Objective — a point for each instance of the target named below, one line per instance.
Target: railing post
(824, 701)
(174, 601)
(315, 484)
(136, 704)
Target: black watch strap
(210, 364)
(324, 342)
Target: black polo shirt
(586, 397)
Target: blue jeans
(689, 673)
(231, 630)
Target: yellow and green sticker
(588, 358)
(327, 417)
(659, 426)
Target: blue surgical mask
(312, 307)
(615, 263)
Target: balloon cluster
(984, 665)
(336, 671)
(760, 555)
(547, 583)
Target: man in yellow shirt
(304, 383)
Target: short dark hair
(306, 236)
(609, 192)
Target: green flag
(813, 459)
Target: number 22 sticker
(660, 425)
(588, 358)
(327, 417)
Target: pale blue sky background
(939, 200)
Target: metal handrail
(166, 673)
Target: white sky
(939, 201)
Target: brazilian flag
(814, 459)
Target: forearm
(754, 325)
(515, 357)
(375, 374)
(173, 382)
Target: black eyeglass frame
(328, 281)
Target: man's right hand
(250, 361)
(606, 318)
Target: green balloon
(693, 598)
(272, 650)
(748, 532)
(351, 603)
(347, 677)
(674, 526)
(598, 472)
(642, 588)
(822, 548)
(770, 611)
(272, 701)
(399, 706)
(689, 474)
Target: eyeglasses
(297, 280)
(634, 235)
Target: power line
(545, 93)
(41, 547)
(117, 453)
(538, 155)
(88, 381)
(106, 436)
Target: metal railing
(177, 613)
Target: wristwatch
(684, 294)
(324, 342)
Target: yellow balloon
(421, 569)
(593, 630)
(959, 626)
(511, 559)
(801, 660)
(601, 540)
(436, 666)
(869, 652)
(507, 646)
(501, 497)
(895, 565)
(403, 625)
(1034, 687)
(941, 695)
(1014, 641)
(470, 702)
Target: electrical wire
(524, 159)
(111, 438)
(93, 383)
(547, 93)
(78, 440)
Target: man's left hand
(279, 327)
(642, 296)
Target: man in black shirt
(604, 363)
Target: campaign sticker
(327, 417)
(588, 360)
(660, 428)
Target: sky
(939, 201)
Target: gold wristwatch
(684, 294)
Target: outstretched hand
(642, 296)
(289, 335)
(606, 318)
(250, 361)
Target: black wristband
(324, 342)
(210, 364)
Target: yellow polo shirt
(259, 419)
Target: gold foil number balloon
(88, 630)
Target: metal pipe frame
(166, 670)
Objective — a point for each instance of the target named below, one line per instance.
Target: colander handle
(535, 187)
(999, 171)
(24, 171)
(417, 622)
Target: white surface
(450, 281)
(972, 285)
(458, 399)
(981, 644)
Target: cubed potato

> _Short exercise_
Each line from the one containing "Target: power line" to the end of the listing above should be copied exactly, and nothing else.

> _Final answer_
Target: power line
(545, 93)
(41, 547)
(117, 453)
(538, 155)
(88, 381)
(106, 436)
Target: metal railing
(177, 613)
Target: wristwatch
(684, 294)
(324, 342)
Target: yellow balloon
(421, 569)
(593, 630)
(959, 626)
(511, 559)
(801, 660)
(601, 540)
(436, 666)
(869, 652)
(507, 646)
(501, 497)
(895, 565)
(403, 625)
(1034, 687)
(941, 695)
(1014, 641)
(470, 702)
Target: electrical wire
(524, 159)
(111, 438)
(93, 383)
(547, 93)
(78, 440)
Target: man's left hand
(279, 327)
(642, 296)
Target: man in black shirt
(604, 363)
Target: campaign sticker
(327, 417)
(588, 360)
(660, 428)
Target: sky
(939, 201)
Target: gold wristwatch
(684, 294)
Target: outstretched hand
(642, 296)
(289, 335)
(606, 318)
(250, 361)
Target: black wristband
(324, 342)
(210, 364)
Target: yellow polo shirt
(259, 419)
Target: gold foil number balloon
(88, 630)
Target: metal pipe frame
(166, 670)
Objective — a point for each instance of the target named below, one line per instance.
Target: colander handle
(535, 187)
(999, 171)
(24, 171)
(417, 622)
Target: white surface
(450, 281)
(972, 285)
(458, 399)
(981, 644)
Target: cubed potato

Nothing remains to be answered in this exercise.